(Shape boundary entries)
---

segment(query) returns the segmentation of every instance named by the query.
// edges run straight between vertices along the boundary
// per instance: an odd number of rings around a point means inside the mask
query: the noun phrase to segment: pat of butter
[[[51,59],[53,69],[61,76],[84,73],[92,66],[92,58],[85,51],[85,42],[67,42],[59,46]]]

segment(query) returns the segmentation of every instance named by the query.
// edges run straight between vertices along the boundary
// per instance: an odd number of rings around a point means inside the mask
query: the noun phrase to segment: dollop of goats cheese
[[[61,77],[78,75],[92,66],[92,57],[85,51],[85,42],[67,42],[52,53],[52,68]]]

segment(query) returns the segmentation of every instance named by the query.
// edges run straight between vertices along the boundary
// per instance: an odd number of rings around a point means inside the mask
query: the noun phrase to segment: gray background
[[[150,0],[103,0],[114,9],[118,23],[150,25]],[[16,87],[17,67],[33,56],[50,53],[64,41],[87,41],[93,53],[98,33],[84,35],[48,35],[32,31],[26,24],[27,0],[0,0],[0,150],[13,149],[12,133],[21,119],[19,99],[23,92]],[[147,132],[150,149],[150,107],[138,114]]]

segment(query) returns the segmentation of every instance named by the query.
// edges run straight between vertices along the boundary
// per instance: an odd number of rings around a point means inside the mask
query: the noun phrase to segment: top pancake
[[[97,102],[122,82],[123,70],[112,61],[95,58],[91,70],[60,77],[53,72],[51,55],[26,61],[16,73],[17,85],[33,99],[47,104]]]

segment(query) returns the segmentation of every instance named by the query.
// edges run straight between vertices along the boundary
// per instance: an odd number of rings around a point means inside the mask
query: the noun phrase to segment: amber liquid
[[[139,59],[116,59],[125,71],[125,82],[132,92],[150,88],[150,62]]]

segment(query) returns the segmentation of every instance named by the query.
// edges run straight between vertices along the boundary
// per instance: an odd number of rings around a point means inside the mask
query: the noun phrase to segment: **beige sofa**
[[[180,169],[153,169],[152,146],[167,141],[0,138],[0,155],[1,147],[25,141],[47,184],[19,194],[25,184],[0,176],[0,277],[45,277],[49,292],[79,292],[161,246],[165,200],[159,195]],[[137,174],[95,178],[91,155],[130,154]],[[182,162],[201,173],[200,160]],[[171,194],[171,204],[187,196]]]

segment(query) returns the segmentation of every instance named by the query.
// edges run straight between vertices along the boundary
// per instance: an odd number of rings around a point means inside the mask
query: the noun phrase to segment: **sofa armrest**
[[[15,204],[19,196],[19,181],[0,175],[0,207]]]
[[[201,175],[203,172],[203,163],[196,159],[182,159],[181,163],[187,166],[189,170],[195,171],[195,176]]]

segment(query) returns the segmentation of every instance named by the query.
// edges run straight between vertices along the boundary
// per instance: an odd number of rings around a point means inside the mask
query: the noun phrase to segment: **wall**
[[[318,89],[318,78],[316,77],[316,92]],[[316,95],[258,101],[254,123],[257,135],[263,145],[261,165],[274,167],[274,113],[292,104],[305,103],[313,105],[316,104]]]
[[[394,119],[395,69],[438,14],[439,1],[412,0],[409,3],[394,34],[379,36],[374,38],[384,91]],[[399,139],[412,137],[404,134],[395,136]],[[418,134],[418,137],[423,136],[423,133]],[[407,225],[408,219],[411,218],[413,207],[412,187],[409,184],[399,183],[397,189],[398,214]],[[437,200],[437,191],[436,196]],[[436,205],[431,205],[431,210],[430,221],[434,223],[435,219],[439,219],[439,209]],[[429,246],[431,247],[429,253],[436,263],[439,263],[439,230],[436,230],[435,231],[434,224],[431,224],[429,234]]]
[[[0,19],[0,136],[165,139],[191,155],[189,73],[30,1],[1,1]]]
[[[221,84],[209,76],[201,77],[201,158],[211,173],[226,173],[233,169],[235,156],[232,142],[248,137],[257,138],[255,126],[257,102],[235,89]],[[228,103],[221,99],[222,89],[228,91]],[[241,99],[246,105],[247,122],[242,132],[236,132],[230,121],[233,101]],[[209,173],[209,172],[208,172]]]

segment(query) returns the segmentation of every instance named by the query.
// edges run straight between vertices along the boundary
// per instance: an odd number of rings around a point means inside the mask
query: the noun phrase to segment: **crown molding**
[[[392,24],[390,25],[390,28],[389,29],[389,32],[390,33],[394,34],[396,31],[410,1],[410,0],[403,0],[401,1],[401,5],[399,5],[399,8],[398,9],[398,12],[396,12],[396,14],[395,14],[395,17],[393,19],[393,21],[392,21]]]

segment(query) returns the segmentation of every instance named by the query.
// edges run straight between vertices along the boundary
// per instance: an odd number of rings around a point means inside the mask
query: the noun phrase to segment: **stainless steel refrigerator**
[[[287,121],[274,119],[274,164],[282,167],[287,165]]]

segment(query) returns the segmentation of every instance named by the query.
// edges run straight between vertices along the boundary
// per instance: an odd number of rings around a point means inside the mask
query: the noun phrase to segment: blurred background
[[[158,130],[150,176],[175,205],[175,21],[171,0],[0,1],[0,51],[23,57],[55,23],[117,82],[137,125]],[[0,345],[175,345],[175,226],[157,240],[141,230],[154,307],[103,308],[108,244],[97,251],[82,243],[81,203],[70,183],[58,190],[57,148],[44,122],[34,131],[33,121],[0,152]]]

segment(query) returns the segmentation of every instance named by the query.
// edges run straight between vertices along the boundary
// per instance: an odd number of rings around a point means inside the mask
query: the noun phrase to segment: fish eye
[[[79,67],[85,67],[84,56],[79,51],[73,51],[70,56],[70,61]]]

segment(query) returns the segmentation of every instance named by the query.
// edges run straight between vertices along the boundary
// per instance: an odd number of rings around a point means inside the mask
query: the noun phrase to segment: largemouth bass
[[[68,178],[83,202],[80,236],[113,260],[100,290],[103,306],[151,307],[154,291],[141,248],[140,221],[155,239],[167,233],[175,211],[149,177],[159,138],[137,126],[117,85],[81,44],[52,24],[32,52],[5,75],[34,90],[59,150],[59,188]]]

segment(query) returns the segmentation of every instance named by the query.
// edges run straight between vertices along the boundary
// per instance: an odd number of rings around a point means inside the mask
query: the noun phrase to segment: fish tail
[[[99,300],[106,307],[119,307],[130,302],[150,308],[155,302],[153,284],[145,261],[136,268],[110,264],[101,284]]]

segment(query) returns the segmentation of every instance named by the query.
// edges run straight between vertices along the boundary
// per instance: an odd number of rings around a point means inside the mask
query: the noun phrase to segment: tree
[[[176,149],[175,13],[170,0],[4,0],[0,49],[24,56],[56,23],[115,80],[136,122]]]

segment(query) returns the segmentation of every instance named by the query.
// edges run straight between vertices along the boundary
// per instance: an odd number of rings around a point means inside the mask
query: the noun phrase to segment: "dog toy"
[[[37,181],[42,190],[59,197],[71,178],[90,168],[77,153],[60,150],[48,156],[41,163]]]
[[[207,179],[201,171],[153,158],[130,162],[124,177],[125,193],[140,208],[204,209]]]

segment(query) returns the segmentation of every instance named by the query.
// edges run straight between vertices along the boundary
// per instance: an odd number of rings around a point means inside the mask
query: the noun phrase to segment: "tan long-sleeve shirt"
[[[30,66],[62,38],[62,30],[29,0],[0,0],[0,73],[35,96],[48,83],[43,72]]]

---

▶ Set problem
Copy every line of the records above that contains the string "fish", paying attention to uppercase and lowercase.

▶ Reply
query: the noun phrase to segment: fish eye
query: the noun phrase to segment: fish tail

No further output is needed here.